- _Excerpt_:
* begin *
AppLogic 2.3 Beta Documentation The latest production release is AppLogic 3.0.30 PGSQL - PosgreSQL Database Appliance - Implementation
Base Class
The LUX5 appliance image is used as the base class for PGSQL appliance.
Class Volumes
PGSQL itself is not sensitive to the volume configuration and will work on most any setup. Besides the PostgreSQL binaries, it does not require any additional software to be able to start. Samba client is required for logging. The setup chosen for the 1.0 release is as follows:
- boot volume, 125MB size, mounted as "/", writeable, instantiable.
- usr volume, 175MB size, mounted as "/usr", common
The boot volume contains a basic Linux installation as the one present on the LUX5 appliance.
In summary, PGSQL's boot volume contains:
- CentOS 5, as base OS image (as installed on the LUX5 appliance)
* end *
A portion of a data file
* begin *
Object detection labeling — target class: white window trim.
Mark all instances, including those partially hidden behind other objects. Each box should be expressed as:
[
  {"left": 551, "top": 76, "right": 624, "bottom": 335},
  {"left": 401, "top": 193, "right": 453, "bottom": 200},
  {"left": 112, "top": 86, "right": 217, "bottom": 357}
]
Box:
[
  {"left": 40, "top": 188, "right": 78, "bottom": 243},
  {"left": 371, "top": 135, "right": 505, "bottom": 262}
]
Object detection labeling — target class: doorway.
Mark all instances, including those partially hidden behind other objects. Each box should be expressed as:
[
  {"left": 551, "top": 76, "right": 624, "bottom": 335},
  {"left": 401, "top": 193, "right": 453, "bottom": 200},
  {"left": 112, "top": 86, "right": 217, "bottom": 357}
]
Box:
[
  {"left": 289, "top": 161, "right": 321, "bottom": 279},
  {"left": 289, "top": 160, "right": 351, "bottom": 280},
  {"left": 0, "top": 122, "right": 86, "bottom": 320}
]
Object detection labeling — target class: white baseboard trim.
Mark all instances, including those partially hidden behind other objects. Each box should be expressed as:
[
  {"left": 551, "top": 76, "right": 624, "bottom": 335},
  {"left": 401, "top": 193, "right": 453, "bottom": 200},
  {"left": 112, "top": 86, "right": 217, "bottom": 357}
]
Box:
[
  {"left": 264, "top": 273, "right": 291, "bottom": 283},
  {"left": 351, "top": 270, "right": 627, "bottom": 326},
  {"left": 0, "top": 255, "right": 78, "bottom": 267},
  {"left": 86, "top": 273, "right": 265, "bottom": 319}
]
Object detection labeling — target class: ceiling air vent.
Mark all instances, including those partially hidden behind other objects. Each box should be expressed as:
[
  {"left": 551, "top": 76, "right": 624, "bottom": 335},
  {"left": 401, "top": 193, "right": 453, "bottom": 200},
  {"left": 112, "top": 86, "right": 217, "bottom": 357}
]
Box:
* end *
- _Work to do_: Reproduce the PostgreSQL appliance text, beginning at the words "Class Volumes" and stopping after "the LUX5 appliance.". Work only from the PostgreSQL appliance text.

- _Output of the task_:
Class Volumes
PGSQL itself is not sensitive to the volume configuration and will work on most any setup. Besides the PostgreSQL binaries, it does not require any additional software to be able to start. Samba client is required for logging. The setup chosen for the 1.0 release is as follows:
- boot volume, 125MB size, mounted as "/", writeable, instantiable.
- usr volume, 175MB size, mounted as "/usr", common
The boot volume contains a basic Linux installation as the one present on the LUX5 appliance.